▸ Given instruction a
Translate this sentence from the court opinion into Spanish: "This agreement established procedures for promotions, layoffs and dismissals."

-- START Excerpt --

State of California v. Taylor

Citation77 S.Ct. 1037,1 L.Ed.2d 1034,353 U.S. 553
Decision Date03 June 1957
Docket NumberNo. 385,385
PartiesSTATE OF CALIFORNIA, Petitioner, v. Harry TAYLOR, Peter A. Calus, James W. Brewster, et al
CourtUnited States Supreme Court

Mr Herbert E. Wenig, Asst. Atty. Gen. of California, San Francisco, Cal., for petitioner.

Mr. Burke Williamson, Chicago, Ill., for respondents.

Mr. Justice BURTON delivered the opinion of the Court.

The question presented here is whether the Railway Labor Act of May 20, 1926, 44 Stat. 577, as amended, 45 U.S.C. § 151 et seq., 45 U.S.C.A. § 151 et seq., applies to the State Belt Railroad, a common carrier owned and operated by the State of California and engaged in interstate commerce. For the reasons hereafter stated, we hold that it does.

The operations of the State Belt Railroad have been described by this Court in Sherman v. United States, 282 U.S. 25, 51 S.Ct. 41, 75 L.Ed. 143; United States v. State of California, 297 U.S. 175, 56 S.Ct. 421, 80 L.Ed. 567; and State of California v. Latimer, 305 U.S. 255, 59 S.Ct. 166, 83 L.Ed. 159. It parallels the San Francisco waterfront, serves wharves and industrial plants, and connects with car ferries, steamship docks and three interstate railroads. It is a common carrier engaged in interstate commerce and files tariffs with the Interstate Commerce Commission.

For over 65 years, the Belt Railroad has been owned by the State of California. It is operated by the Board of State Harbor Commissioners for San Francisco Harbor, composed of three Commissioners appointed by the Gover- nor. Its employees number from 125 to 255 and are appointed in accordance with the civil service laws of the State. These laws prescribe procedures for hirings, promotions, layoffs and dismissals, and authorize the State Personnel Board to fix rates of pay and overtime.1

On September 1, 1942, the Board of State Harbor Commissioners entered into a collective-bargaining agreement with the Brotherhood of Locomotive Firemen and Enginemen and the Brotherhood of Railroad Trainmen as the representatives of the Belt Railroad's operating employees. This agreement established procedures for promotions, layoffs and dismissals. It also fixed rates of pay and overtime. Those procedures and rates differed from their counterparts under the state civil service laws.

The collective-bargaining agreement conformed to the Railway Labor Act and was observed by the parties at least until January 1948. At that time, a successor Harbor Board instituted litigation in the state courts of California in which it contended that the Railway Labor Act had no application to the Belt Railroad, and that the wages and working conditions of the Railroad's employees were governed by the State's civil service laws rather than by the agreement. This contention was rejected by a local trial court and by the California District Court of Appeal. State of California v. Brotherhood of Railroad Trainmen, Cal.App., 222 P.2d 27. It was, however, accepted by the Supreme Court of California, with one justice dissenting, 37 Cal.2d 412, 422, 232 P.2d 857, 864, certiorari denied 342 U.S. 876, 72 S.Ct. 166, 96 L.Ed. 658.

-- END Excerpt --

▸ Given instruction b
Locate each line of the listing that contains the string "sandal" and copy it out. Treat uppercase and lowercase letters as different.

-- START Provided entries --

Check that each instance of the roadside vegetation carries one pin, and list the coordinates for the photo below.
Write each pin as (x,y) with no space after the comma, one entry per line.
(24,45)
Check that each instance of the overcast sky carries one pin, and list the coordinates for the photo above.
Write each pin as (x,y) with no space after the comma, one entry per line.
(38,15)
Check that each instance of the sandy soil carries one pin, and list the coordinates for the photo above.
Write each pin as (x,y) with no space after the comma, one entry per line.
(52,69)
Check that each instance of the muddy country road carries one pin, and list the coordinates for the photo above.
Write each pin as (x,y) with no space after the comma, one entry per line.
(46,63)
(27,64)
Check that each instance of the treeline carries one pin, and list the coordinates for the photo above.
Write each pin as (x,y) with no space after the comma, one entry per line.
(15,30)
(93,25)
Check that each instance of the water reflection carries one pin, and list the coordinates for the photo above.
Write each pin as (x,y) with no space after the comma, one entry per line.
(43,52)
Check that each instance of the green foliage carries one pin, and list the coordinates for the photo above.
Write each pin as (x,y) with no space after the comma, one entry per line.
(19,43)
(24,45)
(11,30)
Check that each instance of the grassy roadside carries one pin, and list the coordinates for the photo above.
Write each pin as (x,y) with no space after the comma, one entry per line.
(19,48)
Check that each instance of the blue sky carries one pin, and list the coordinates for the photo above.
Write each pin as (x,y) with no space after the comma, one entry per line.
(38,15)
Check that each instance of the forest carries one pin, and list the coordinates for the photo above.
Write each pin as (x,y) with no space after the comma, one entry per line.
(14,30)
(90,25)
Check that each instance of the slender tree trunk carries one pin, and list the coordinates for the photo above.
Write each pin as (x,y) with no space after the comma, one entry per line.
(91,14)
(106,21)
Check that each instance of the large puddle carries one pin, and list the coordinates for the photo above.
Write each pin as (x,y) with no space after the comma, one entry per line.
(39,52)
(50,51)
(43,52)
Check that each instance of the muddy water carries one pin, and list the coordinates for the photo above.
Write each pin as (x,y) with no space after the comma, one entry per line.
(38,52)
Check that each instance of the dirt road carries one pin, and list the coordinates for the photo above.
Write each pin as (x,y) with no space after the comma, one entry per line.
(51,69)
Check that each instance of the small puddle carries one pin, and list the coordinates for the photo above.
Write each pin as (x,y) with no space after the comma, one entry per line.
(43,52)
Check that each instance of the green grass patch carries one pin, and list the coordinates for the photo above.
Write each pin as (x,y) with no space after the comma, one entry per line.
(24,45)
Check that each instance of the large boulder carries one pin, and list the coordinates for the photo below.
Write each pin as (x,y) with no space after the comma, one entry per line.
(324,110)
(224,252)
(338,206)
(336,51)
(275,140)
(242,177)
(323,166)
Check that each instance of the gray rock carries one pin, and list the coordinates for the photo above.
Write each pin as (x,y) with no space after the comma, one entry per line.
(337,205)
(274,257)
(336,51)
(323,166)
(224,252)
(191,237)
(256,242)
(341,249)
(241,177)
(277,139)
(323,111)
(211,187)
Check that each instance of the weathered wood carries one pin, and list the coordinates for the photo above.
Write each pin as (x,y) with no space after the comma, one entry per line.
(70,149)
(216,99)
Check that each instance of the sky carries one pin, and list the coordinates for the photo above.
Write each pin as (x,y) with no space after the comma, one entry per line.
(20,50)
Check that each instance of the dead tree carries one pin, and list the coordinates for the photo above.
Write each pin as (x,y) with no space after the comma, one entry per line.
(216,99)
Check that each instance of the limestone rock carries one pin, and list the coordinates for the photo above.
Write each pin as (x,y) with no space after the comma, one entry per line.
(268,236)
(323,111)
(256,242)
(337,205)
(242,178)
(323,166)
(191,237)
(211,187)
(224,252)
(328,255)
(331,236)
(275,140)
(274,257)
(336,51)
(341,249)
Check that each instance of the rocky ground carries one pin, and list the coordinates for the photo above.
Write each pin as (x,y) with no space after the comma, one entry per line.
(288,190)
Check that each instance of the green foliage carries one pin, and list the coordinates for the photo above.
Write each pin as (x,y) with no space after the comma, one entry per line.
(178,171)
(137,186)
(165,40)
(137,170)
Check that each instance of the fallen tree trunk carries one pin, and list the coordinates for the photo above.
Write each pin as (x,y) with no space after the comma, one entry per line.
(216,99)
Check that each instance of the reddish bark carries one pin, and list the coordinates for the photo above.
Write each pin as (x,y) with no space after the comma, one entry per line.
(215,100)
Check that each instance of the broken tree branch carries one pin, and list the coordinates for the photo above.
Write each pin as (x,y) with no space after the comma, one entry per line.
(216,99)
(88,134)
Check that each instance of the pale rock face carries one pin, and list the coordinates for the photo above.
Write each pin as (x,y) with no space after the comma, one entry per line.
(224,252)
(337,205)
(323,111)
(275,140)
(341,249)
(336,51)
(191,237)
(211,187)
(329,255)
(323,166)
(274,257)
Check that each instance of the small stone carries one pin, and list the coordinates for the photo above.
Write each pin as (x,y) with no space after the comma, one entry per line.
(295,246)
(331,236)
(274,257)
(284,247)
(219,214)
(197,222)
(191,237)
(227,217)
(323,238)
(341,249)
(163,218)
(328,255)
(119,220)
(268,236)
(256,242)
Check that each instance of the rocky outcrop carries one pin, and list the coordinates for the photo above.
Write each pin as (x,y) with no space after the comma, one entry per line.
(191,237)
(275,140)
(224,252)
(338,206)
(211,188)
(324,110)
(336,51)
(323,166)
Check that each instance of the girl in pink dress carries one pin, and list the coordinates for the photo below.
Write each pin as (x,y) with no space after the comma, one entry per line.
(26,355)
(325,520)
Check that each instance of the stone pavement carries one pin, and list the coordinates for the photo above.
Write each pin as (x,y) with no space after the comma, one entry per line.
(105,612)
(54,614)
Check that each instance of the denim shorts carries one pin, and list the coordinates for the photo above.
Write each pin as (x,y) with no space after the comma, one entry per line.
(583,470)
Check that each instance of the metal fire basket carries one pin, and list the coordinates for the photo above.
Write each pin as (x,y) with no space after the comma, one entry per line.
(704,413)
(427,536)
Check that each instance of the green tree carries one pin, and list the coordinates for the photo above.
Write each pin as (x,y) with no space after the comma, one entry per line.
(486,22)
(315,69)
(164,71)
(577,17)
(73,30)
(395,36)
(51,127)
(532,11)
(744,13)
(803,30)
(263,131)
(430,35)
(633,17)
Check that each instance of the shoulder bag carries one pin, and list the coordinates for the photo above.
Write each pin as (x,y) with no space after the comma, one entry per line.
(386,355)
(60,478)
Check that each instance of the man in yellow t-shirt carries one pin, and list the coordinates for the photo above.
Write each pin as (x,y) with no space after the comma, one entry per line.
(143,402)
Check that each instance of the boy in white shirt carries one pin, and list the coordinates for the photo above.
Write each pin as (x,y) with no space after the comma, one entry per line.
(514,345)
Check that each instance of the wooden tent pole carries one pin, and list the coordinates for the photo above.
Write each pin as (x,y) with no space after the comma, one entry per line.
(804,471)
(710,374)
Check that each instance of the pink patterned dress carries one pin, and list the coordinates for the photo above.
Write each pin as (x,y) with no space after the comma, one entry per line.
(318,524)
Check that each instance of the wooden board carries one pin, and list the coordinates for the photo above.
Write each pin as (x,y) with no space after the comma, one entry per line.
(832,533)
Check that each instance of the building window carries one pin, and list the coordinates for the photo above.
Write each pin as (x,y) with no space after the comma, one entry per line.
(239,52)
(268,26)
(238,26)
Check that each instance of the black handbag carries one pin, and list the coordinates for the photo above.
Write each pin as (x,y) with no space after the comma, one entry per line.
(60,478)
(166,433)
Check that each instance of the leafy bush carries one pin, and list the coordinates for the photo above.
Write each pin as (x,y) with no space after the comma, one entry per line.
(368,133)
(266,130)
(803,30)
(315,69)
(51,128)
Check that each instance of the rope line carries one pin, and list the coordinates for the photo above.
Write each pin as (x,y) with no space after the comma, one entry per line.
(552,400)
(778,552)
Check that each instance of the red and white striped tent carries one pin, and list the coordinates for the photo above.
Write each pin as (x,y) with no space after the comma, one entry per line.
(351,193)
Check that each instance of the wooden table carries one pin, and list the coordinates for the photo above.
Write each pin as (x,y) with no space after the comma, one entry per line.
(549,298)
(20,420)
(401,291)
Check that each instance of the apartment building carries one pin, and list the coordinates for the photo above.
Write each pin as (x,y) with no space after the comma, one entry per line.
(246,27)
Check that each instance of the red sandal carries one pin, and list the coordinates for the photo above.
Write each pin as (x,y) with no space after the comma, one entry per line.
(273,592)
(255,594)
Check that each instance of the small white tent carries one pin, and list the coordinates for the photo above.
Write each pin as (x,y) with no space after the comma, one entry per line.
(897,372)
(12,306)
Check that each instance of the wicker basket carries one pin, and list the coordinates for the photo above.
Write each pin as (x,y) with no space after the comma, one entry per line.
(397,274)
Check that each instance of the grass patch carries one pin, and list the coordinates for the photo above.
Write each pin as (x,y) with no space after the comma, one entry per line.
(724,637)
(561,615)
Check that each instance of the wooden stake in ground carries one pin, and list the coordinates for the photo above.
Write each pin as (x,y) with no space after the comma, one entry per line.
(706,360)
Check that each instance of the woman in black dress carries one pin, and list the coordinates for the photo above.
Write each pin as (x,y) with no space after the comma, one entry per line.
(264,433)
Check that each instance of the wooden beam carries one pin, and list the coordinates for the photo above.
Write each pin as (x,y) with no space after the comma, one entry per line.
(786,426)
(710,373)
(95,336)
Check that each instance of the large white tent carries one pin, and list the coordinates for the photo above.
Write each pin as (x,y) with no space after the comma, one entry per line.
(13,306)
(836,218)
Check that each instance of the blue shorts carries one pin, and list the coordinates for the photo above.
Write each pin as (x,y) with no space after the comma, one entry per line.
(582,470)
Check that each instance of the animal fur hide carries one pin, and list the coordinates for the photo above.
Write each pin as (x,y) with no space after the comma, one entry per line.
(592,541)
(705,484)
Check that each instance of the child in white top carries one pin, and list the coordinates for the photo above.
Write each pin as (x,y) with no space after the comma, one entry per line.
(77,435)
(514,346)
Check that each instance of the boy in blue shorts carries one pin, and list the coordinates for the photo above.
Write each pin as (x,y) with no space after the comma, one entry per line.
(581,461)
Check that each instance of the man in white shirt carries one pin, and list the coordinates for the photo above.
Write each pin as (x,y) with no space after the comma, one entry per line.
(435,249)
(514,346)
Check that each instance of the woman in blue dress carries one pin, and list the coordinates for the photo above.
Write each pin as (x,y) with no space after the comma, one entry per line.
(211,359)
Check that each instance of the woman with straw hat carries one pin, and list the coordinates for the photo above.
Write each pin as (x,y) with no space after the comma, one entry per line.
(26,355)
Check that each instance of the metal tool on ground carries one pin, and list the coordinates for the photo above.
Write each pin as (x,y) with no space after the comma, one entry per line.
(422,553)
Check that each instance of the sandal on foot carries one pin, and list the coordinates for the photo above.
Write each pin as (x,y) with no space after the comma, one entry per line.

-- END Provided entries --

▸ Final result a
Este acuerdo estableció procedimientos para ascensos, despidos temporales y destituciones.

▸ Final result b
Check that each instance of the red sandal carries one pin, and list the coordinates for the photo above.
Check that each instance of the sandal on foot carries one pin, and list the coordinates for the photo above.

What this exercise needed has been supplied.